### Required task
Pull out each line in the rows below that contains the word "white".
***** Provided material *****
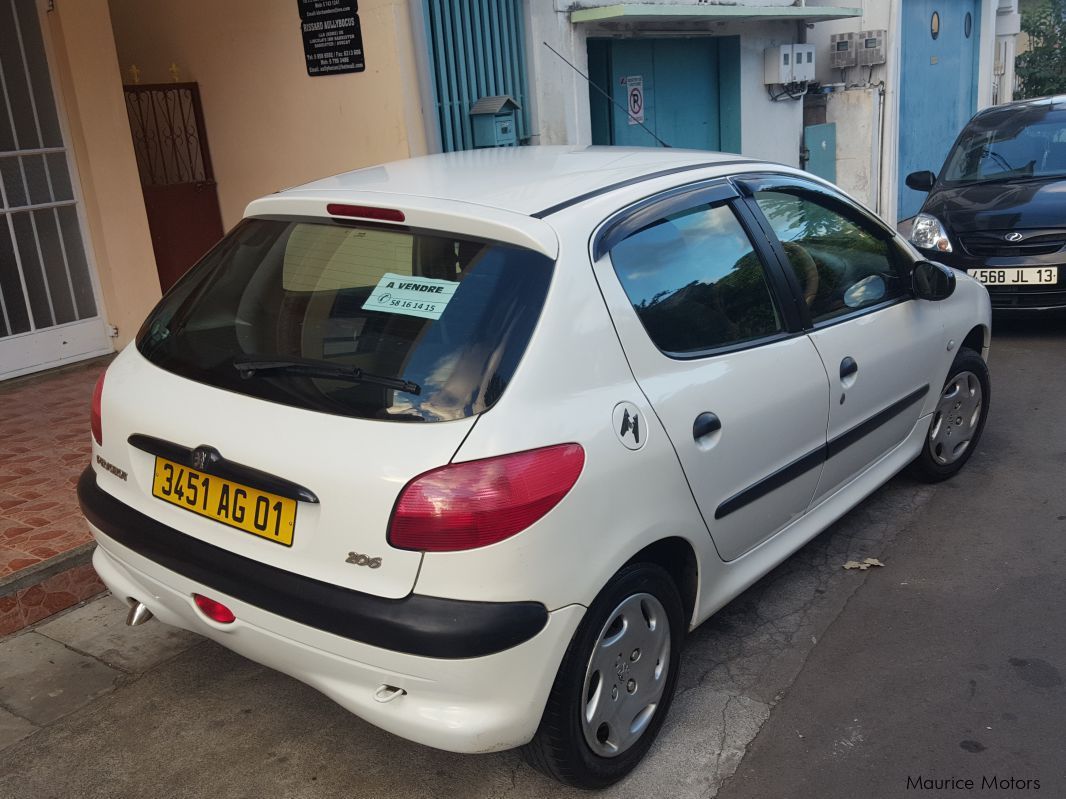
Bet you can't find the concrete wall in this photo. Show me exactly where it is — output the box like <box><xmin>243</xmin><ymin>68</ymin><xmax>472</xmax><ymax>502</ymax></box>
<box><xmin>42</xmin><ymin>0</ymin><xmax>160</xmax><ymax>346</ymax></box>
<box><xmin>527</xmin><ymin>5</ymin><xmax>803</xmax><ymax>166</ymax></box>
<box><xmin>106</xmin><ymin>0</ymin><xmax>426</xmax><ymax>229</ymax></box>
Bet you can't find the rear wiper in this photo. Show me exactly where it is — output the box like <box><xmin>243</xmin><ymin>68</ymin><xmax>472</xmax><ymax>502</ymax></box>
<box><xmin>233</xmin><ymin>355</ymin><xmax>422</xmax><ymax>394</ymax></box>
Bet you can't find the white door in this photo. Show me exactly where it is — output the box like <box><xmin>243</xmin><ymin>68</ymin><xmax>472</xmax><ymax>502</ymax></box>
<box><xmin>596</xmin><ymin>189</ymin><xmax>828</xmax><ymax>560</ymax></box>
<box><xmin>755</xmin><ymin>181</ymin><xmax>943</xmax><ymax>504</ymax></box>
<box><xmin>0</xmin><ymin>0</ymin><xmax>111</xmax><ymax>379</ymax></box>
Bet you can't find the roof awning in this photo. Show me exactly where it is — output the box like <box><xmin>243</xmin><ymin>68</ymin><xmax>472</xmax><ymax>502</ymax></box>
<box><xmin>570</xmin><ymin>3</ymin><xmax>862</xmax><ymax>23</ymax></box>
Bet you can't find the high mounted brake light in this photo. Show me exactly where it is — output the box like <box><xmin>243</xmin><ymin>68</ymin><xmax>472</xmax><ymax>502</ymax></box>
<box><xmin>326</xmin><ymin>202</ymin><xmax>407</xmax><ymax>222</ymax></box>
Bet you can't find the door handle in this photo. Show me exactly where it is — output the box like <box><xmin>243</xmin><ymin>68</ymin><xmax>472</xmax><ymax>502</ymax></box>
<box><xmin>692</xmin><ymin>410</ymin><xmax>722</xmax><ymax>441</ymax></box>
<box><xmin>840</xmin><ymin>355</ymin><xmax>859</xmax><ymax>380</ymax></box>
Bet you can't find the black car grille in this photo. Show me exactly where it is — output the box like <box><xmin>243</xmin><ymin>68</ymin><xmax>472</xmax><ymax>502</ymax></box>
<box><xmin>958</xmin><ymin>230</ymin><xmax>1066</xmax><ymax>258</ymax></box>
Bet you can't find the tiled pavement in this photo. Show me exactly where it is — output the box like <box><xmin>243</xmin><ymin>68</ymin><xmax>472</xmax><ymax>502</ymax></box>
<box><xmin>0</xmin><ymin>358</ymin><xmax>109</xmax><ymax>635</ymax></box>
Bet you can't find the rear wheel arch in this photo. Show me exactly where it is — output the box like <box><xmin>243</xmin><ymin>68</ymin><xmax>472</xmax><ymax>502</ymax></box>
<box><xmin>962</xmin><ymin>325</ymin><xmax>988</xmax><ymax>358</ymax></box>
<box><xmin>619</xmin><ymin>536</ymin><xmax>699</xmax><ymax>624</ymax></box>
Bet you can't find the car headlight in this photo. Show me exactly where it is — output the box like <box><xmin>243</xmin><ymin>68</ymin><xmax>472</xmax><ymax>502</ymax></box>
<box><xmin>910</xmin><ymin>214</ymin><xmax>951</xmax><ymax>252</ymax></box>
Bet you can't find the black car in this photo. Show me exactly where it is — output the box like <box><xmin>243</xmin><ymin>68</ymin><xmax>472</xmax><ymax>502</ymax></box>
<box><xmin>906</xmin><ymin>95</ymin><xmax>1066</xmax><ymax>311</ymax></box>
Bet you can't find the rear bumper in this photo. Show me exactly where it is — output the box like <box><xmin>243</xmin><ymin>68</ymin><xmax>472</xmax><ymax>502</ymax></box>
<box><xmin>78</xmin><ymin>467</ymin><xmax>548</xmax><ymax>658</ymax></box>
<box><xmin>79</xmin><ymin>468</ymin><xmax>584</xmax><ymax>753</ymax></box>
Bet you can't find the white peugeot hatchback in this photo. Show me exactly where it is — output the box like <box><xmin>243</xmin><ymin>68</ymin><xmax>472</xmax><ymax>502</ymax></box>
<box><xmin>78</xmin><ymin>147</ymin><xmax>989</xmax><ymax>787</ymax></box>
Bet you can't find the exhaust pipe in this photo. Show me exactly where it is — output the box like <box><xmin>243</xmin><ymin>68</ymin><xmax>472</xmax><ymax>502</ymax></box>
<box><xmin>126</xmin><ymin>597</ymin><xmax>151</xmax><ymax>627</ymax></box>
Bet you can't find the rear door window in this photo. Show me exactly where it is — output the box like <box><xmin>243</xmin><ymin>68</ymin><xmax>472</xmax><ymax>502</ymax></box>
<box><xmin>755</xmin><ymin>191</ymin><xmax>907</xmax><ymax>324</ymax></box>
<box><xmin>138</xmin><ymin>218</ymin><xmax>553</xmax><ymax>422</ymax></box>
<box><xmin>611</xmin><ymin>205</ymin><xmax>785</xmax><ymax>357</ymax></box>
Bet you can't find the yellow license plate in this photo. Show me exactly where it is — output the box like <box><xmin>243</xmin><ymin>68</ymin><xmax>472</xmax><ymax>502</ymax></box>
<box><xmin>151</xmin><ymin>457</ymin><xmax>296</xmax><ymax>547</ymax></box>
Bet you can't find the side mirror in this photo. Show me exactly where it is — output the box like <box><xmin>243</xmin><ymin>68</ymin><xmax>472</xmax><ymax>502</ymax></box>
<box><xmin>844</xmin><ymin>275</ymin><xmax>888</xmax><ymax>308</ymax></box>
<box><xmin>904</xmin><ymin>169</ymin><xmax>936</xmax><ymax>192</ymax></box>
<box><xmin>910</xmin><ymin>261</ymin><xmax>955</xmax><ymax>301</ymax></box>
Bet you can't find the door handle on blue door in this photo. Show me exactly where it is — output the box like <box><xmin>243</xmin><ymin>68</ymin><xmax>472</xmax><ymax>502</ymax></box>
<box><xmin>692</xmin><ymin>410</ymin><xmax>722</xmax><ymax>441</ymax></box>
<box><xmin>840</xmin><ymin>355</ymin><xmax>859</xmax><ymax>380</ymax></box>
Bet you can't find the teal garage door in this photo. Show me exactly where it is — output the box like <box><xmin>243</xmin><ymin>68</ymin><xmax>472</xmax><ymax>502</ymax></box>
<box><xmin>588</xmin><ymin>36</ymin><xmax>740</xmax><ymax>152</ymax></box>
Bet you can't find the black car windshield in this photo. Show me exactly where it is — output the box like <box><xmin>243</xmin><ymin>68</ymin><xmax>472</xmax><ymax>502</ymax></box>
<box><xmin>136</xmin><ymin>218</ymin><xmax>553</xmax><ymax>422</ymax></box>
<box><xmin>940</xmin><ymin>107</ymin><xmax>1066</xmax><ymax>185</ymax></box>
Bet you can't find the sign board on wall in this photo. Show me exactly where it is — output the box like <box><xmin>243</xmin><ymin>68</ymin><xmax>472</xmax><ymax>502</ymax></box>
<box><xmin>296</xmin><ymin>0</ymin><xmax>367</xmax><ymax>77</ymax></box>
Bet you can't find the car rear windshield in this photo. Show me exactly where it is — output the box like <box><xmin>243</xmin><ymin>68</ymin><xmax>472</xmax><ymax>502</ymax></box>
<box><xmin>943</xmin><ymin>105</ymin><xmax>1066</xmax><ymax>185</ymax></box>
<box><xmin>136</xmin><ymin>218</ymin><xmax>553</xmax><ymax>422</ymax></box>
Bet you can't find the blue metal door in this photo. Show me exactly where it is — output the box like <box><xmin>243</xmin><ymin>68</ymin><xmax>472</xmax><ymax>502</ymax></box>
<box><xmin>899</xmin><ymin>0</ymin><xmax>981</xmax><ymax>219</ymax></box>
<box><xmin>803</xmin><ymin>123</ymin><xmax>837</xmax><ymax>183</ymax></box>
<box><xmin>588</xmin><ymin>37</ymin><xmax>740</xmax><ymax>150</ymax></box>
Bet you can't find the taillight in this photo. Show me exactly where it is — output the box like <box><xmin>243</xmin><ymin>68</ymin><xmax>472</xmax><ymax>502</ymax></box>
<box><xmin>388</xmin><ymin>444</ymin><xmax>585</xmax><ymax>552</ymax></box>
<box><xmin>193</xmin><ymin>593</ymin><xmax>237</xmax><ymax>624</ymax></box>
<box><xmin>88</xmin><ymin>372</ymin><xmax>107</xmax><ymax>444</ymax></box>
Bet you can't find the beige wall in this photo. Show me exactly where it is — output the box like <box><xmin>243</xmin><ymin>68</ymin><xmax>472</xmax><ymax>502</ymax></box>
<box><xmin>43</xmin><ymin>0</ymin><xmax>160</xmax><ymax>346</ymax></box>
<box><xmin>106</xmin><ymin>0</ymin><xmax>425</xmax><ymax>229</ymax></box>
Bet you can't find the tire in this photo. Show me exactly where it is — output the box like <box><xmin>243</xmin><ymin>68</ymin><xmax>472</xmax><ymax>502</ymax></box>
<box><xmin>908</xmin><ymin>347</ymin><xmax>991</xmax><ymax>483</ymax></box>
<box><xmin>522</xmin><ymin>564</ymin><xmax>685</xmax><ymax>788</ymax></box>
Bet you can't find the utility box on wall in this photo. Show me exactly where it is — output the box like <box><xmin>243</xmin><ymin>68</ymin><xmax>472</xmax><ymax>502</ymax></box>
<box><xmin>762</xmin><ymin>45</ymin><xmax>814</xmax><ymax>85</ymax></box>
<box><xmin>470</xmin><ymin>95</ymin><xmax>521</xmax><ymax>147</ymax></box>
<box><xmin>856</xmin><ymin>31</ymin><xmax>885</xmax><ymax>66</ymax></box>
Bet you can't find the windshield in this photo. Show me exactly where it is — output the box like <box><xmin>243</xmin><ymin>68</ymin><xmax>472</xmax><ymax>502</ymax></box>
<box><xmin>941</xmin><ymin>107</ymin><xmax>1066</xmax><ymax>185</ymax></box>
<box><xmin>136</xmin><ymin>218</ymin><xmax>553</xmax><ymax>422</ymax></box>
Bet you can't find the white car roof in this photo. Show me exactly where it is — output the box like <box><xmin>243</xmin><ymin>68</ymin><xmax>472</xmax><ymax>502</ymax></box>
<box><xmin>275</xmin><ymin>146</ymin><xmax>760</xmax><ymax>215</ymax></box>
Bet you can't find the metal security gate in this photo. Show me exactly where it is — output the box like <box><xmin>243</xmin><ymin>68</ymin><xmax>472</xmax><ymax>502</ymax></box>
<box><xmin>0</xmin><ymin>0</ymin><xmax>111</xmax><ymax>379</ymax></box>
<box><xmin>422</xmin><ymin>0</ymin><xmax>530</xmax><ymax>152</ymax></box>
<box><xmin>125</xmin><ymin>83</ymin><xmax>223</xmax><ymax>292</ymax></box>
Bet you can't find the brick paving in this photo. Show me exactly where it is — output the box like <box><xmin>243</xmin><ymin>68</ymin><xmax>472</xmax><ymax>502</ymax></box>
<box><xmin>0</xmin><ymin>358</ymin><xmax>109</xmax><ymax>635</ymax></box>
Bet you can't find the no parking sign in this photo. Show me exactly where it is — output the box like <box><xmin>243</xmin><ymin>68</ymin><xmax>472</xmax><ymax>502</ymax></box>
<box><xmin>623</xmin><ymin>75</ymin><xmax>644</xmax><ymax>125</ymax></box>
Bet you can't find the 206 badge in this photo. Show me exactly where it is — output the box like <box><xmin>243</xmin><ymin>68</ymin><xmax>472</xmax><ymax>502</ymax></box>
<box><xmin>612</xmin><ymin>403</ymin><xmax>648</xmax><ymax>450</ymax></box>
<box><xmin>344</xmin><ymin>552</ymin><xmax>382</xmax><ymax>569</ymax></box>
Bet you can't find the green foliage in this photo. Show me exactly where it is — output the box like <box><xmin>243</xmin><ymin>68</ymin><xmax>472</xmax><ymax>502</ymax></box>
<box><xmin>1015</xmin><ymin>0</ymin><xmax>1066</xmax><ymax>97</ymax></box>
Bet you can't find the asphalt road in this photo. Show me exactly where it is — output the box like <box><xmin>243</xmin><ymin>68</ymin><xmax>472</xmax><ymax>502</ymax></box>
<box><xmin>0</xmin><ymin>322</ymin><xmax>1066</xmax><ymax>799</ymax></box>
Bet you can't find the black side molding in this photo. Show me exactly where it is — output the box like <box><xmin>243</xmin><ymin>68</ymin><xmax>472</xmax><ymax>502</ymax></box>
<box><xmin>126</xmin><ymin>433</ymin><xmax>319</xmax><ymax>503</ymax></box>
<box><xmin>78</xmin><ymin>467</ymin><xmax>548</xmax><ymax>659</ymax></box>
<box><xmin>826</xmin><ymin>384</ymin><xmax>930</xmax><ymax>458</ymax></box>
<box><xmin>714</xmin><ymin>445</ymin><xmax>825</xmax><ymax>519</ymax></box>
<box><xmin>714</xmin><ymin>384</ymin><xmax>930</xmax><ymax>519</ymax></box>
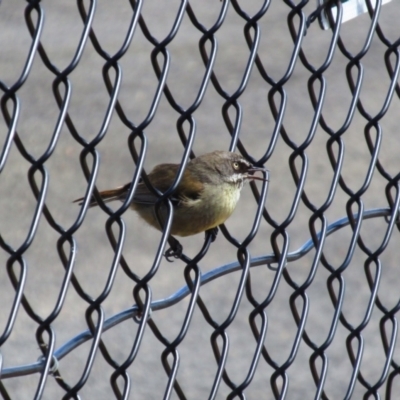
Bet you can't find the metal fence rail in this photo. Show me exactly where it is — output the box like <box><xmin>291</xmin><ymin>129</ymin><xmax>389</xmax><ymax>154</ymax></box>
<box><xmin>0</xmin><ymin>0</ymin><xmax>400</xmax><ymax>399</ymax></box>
*****
### Solution
Bet you can't find the white door in this photo. Show me exactly where it is — output the box like <box><xmin>243</xmin><ymin>68</ymin><xmax>472</xmax><ymax>502</ymax></box>
Bet you can't find the white peugeot hatchback in this photo. Show me exactly where it is — output the box like <box><xmin>243</xmin><ymin>68</ymin><xmax>472</xmax><ymax>502</ymax></box>
Bet you can't find the white car roof in this photo. Show me exactly where it is — output the box like <box><xmin>243</xmin><ymin>68</ymin><xmax>472</xmax><ymax>502</ymax></box>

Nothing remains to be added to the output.